● Stored data

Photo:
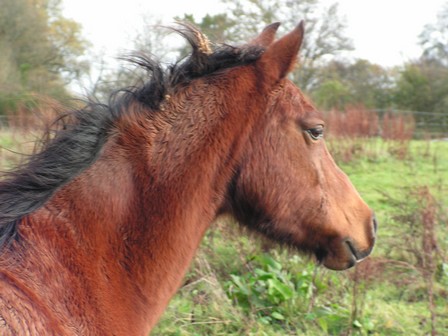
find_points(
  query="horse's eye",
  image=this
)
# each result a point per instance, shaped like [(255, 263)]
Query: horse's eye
[(316, 133)]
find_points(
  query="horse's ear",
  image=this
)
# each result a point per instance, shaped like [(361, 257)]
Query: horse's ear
[(267, 36), (280, 57)]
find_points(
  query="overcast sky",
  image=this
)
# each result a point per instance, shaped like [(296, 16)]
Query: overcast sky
[(383, 31)]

● To be done
Write out the data precisely as given, excluding the pictures.

● Solution below
Photo:
find_points(
  query="horse's eye",
  image=this
)
# each result a point per instance, shaped like [(255, 263)]
Query: horse's eye
[(316, 133)]
find_points(
  query="horse's ear",
  image=this
)
# each result a point per instance, shaped like [(361, 257)]
Query: horse's ear
[(267, 36), (280, 57)]
find_points(
  query="overcast sky",
  image=this
)
# each result a point per instance, shaped like [(296, 16)]
Query: overcast sky
[(383, 31)]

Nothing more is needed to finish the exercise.